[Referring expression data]
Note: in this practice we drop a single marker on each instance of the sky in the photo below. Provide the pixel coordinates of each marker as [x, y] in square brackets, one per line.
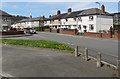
[37, 9]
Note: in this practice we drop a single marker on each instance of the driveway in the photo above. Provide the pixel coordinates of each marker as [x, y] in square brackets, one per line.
[20, 61]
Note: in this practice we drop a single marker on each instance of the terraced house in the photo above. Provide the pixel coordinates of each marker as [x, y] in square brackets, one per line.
[5, 21]
[31, 23]
[91, 20]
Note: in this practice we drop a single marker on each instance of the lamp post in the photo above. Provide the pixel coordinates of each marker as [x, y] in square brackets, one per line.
[100, 15]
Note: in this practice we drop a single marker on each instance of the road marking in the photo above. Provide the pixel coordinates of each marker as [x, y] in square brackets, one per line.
[6, 75]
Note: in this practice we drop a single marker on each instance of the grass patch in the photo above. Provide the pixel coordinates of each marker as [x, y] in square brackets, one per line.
[37, 43]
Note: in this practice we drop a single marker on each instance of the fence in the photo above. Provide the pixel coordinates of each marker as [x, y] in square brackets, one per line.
[100, 58]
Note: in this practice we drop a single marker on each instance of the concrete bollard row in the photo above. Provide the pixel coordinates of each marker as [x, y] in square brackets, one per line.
[98, 63]
[86, 54]
[76, 51]
[98, 59]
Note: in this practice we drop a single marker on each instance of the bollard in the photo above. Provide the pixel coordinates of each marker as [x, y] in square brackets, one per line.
[98, 59]
[76, 51]
[86, 54]
[118, 69]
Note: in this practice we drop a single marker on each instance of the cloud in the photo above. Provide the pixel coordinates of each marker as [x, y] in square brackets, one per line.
[14, 6]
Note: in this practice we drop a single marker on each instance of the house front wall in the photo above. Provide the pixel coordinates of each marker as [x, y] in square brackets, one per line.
[86, 22]
[94, 24]
[5, 23]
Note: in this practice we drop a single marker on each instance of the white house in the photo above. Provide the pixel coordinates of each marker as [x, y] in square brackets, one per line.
[5, 21]
[91, 20]
[30, 23]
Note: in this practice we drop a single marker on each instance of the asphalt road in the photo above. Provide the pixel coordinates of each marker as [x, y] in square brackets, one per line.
[108, 47]
[19, 61]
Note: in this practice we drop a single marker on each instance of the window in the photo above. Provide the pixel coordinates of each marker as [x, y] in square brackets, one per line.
[90, 18]
[58, 19]
[91, 27]
[5, 19]
[79, 27]
[84, 26]
[74, 19]
[66, 19]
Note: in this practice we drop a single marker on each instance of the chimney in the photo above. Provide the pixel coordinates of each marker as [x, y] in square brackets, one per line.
[49, 16]
[103, 9]
[58, 12]
[69, 10]
[30, 17]
[43, 17]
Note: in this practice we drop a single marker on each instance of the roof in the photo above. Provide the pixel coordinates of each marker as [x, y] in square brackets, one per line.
[3, 13]
[32, 19]
[91, 11]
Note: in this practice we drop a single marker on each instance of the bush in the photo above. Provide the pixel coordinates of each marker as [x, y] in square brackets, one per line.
[37, 43]
[41, 28]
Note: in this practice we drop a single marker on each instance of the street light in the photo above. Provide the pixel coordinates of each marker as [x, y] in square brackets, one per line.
[100, 14]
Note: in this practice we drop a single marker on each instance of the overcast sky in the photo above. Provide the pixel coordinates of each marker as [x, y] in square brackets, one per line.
[49, 8]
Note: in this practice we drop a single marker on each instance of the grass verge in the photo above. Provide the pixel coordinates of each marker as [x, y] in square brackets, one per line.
[37, 43]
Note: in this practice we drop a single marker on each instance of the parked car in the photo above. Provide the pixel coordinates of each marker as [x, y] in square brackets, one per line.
[30, 30]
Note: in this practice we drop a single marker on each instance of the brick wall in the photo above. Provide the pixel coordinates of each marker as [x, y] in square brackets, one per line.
[69, 31]
[92, 34]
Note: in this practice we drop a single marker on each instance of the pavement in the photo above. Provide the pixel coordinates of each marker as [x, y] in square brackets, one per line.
[21, 61]
[108, 47]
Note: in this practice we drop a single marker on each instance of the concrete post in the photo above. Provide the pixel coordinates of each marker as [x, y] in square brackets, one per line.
[98, 59]
[118, 69]
[76, 51]
[86, 54]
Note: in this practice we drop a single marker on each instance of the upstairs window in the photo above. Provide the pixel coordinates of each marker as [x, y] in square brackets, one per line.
[91, 27]
[91, 18]
[79, 18]
[84, 26]
[74, 19]
[50, 21]
[79, 27]
[66, 19]
[59, 20]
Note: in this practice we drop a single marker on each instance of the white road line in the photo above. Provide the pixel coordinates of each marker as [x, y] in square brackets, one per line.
[6, 75]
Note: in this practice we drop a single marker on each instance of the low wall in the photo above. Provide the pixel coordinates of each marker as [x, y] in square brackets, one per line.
[12, 33]
[69, 31]
[47, 30]
[103, 35]
[107, 35]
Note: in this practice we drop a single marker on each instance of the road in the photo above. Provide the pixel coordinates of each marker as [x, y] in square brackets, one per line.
[108, 47]
[21, 61]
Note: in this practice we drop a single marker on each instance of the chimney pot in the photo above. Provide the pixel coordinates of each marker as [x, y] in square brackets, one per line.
[30, 17]
[69, 10]
[103, 9]
[43, 17]
[49, 16]
[58, 12]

TASK DIRECTIONS: Write the records out exactly once more, leaving off the pictures.

SOLUTION FOR THIS PROBLEM:
Note: in this practice we drop a single marker on each instance of the sky in the photo below. Provide the pixel coordinates of each marker as [x, y] in square brackets, one per line.
[37, 9]
Note: in this practice we drop a single marker on each instance of the driveway in the photo above. Provide the pixel coordinates of each marker as [x, y] in square brackets, one per line.
[20, 61]
Note: in this practice we drop a single marker on each instance of the terraced house in the photo above. Provide the pixel coordinates of each marker as [x, y] in square brackets, one per line.
[5, 21]
[31, 23]
[91, 20]
Note: in this practice we drop a single marker on each instance of the lamp post in the photo above. Provide the pixel coordinates of each marker as [x, y] in square brackets, one per line.
[100, 15]
Note: in this practice we drop a single marker on each instance of the road marking in the photo above. Provide the pixel coordinates of each marker as [x, y] in square brackets, one per line.
[6, 75]
Note: in this practice we drop a single marker on each instance of the grass patch in the photo above. Provide the pixel coordinates of each marker as [x, y] in square brackets, one per line.
[37, 43]
Note: in this practice we drop a single marker on each instance of the fence in the photo above. Provide the pixel coordinates of each marker as [x, y] in square brackets, one per line.
[100, 58]
Note: in this practice we drop a single marker on each instance of the concrete bollard row in the photo above. Provide the pixel coordinates of each marker as [x, y] in square brackets, one per line.
[98, 63]
[86, 54]
[76, 51]
[98, 59]
Note: in this practice we drop a single marker on each instance of the bollard in the photo above. Provide the pixel coordinates of each marker as [x, y] in square brackets, one per line.
[98, 59]
[76, 51]
[86, 54]
[118, 69]
Note: in this practice we drop a single marker on each instance of the cloud in the photo above. Provide the pixel coordinates of each marker as [x, y] in square brackets, one per line.
[14, 6]
Note: in this practice we drop a single marker on each instance of the house front wall in the photo above. Provide the pixel coordinates of each marker as [x, y] in square brackets, one per line.
[86, 22]
[94, 24]
[5, 23]
Note: in this practice we drop a single marker on each instance of the white house in the photo above. Provide the pixel coordinates of each marker as [x, y] in square brackets, one per line.
[5, 21]
[91, 20]
[30, 23]
Note: in this practice we drop a single marker on each instance of the asphalt road in the photo above. Provide the pixel coordinates of each marker as [x, y] in square brackets, one per line.
[108, 47]
[19, 61]
Note: in this practice we drop a single marker on each instance of the window in the photo above. Provide the pixel coordinates of each marker as [x, y] in square brackets, one per line.
[90, 18]
[58, 19]
[91, 27]
[5, 19]
[79, 27]
[84, 26]
[74, 19]
[66, 19]
Note: in this practice we drop a single marker on each instance of the chimney in the photo above. Provide the pixel coordinates of each marker as [x, y] in square brackets, one per line.
[49, 16]
[103, 9]
[58, 12]
[69, 10]
[30, 17]
[43, 17]
Note: in this practice we drop a single marker on each instance of the roof in the photo above. Provide the pixel coordinates of each marker as [x, y] in square brackets, one per line.
[3, 13]
[32, 19]
[91, 11]
Note: in this practice we drop a single marker on each instance of the bush in the photo above. Provide the pixel coordinates of each marker as [x, y] in square brackets, one per line.
[37, 43]
[41, 28]
Note: in this practice we drop a single marker on each instance of the street light in the photo above. Provide the pixel coordinates of each marker as [x, y] in square brackets, one per line.
[100, 14]
Note: in this practice we drop a single marker on each instance of the overcast sky in the photo above. Provide the pixel coordinates of each marker as [x, y] in square brackets, one per line.
[49, 8]
Note: in this practice we drop a single marker on each instance of the grass verge in the photo above. Provide the pixel coordinates of each marker as [x, y] in square brackets, one per line.
[37, 43]
Note: in this practice we drop a single marker on each instance of the parked car in the photo above. Provide the pixel coordinates of each marker as [x, y] in square brackets, one per line.
[30, 30]
Note: in this practice we drop a single marker on each instance of the brick wall in the photo above. Provide the pixel coordinates of each marker as [x, y] in square brackets, one per line.
[69, 31]
[92, 34]
Note: in this practice we drop a single marker on each instance of the pavement in the photo above. Provide the pixel coordinates of each marker as [x, y] in square brackets, one per line.
[21, 61]
[108, 47]
Note: in this practice we drop a single marker on each instance of the concrete post in the photo above. Provide the pixel coordinates of each marker as [x, y] in square brackets, one per line.
[98, 59]
[118, 69]
[76, 51]
[86, 54]
Note: in this practice we drop a single marker on each instance of the upstairs window in the photo above. Provide the pixel coordinates of each marker as [x, y] in square brackets, one per line.
[91, 27]
[91, 18]
[79, 18]
[84, 26]
[74, 19]
[50, 21]
[79, 27]
[66, 19]
[59, 20]
Note: in this practice we drop a single marker on each instance of the white road line in the photo above. Provide the pixel coordinates of each marker as [x, y] in square brackets, one per line.
[6, 75]
Note: in this practice we drop a single marker on each instance of the low wall in the photo above. Provide the pixel coordinates of each marker as [x, y] in square brackets, one per line.
[12, 33]
[69, 31]
[47, 30]
[103, 35]
[107, 35]
Note: in this practice we drop a single marker on each instance of the road in the photo above. Provide the pixel coordinates of each marker as [x, y] in square brackets, one per line.
[108, 47]
[21, 61]
Note: in this practice we drop a single marker on each instance of the chimney pot in the photo above. Provide the pixel coordinates of each marker as [x, y] in square brackets, one per line.
[30, 17]
[69, 10]
[103, 9]
[43, 17]
[49, 16]
[58, 12]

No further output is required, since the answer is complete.